TASK GOAL: Give every line of the records below as a JSON list of strings, one string per line, with blank lines left out.

───── INFORMATION SHOWN

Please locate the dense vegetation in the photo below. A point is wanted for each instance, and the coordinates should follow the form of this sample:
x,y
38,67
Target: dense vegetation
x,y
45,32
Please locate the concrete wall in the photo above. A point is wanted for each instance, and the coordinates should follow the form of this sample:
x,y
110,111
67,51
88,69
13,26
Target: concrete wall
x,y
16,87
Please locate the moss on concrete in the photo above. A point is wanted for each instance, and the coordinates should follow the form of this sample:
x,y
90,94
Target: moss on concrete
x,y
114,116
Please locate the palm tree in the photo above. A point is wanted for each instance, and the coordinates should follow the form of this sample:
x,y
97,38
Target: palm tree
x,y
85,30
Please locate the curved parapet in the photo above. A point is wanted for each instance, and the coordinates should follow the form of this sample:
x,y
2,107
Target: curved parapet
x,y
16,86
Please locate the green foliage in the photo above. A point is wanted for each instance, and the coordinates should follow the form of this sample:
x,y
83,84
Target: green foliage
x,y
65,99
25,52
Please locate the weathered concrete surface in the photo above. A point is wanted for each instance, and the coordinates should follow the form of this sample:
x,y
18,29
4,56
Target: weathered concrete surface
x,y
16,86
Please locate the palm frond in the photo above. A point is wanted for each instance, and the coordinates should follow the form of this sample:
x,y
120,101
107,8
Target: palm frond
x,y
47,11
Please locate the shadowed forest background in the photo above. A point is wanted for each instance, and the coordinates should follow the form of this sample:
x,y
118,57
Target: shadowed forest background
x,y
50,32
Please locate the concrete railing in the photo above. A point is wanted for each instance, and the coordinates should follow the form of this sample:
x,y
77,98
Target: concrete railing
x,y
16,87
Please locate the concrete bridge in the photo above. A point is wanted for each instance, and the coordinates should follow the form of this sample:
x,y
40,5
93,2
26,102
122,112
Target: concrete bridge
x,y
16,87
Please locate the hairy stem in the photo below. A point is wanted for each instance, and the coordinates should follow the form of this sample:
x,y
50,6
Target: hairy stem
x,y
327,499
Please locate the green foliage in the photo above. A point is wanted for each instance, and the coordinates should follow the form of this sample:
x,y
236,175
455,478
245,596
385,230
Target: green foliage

──────────

OUTPUT FOR THIS TASK:
[
  "Please locate the dense vegetation in the photo below. A point is wanted for each instance, and the coordinates should follow the form of this sample:",
  "x,y",
  "38,67",
  "Target: dense vegetation",
  "x,y",
  "45,32",
  "Please locate the concrete wall in the photo above. A point is wanted for each instance, and the coordinates should follow the form of this sample:",
  "x,y",
  "110,111",
  "67,51",
  "88,69",
  "13,26",
  "Target: concrete wall",
  "x,y",
  "16,87",
  "Please locate the moss on concrete in the photo above. A point is wanted for each instance, and the coordinates should follow the form of this sample:",
  "x,y",
  "90,94",
  "Target: moss on concrete",
  "x,y",
  "114,116",
  "Please locate the palm tree in the photo above. A point is wanted for each instance, and the coordinates should follow the form of this sample:",
  "x,y",
  "97,38",
  "Target: palm tree",
  "x,y",
  "85,30",
  "Please locate the curved parapet in the photo above. A point is wanted for each instance, and the coordinates should follow the form of this sample:",
  "x,y",
  "2,107",
  "Target: curved parapet",
  "x,y",
  "16,86",
  "Please locate the green foliage in the photo above. A point is wanted for each instance, and the coordinates should follow the form of this sample:",
  "x,y",
  "83,84",
  "Target: green foliage",
  "x,y",
  "65,99",
  "25,52",
  "Please locate the weathered concrete surface in the photo above. A point is wanted for each instance, and the coordinates should follow the form of this sample:",
  "x,y",
  "18,29",
  "4,56",
  "Target: weathered concrete surface",
  "x,y",
  "16,86",
  "Please locate the palm frond in the photo above. A point is wanted for each instance, and the coordinates should follow the form of this sample:",
  "x,y",
  "120,101",
  "107,8",
  "Target: palm frond",
  "x,y",
  "47,11",
  "Please locate the shadowed forest background in the photo above. A point is wanted for each instance, and the coordinates should follow the form of this sample:",
  "x,y",
  "118,57",
  "Target: shadowed forest background",
  "x,y",
  "50,32",
  "Please locate the concrete railing in the photo above. A point is wanted for each instance, and the coordinates should follow the form of this sample:",
  "x,y",
  "77,98",
  "Target: concrete railing",
  "x,y",
  "16,87",
  "Please locate the concrete bridge in the photo above. A point is wanted for each instance, and the coordinates should follow the form of this sample:",
  "x,y",
  "40,5",
  "93,2",
  "26,102",
  "122,112",
  "Target: concrete bridge",
  "x,y",
  "16,87",
  "Please locate the hairy stem in the photo below. A point is wanted for each instance, and the coordinates should follow the form of this sample:",
  "x,y",
  "50,6",
  "Target: hairy stem",
  "x,y",
  "327,499",
  "Please locate the green foliage in the photo above. A point is wanted for each instance, and the coordinates should follow the form of this sample:",
  "x,y",
  "236,175",
  "455,478",
  "245,596",
  "385,230",
  "Target: green foliage"
]